- _本文_:
= = = =
研究活動
災害時処理場の応急復旧検討
活動期間:令和2年4月~令和5年9月研究の背景と活動内容
令和元年東日本台風では広範囲の浸水被害により全国で16箇所の下水処理場が一時機能を喪失し、そのうちのいくつかは復旧に長期間を要することとなり、その環境影響等が懸念される事態となりました。
本活動は、下水性状の変化を再現可能な変動槽等を備えた実験施設を整備し、下水処理場機能喪失後の緊急措置/応急復旧段階における対策手法を提示することにより、周辺住民の公衆衛生確保ならびに放流先下流域への影響軽減を図ることを目的としています。
なお、本研究については、迅速に、合理的かつ効果的に研究を遂行するため、国土技術政策総合研究所と土木研究所の間で「浸水被害発生後の速やかな下水処理機能の応急復旧手法の開発に関する共同研究」を締結しています。
= = = =
- _記録データ_:

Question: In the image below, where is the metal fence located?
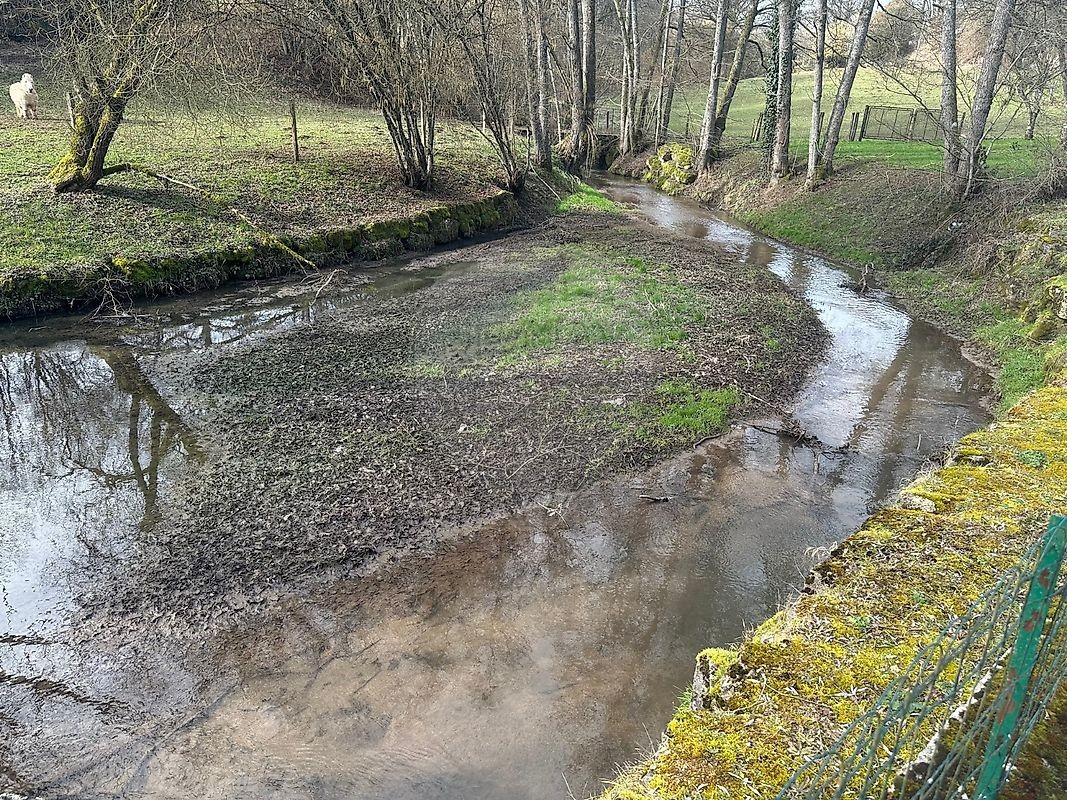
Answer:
= = = =
本文に書かれている内容から、次の問いに答えてください。
(a) 本活動の活動期間はいつからいつまでか。
(b) 令和元年東日本台風で一時機能を喪失した下水処理場は全国で何箇所か。
(c) 共同研究を締結したのはどの機関とどの機関か。

(a) 令和2年4月から令和5年9月まで
(b) 16箇所
(c) 国土技術政策総合研究所と土木研究所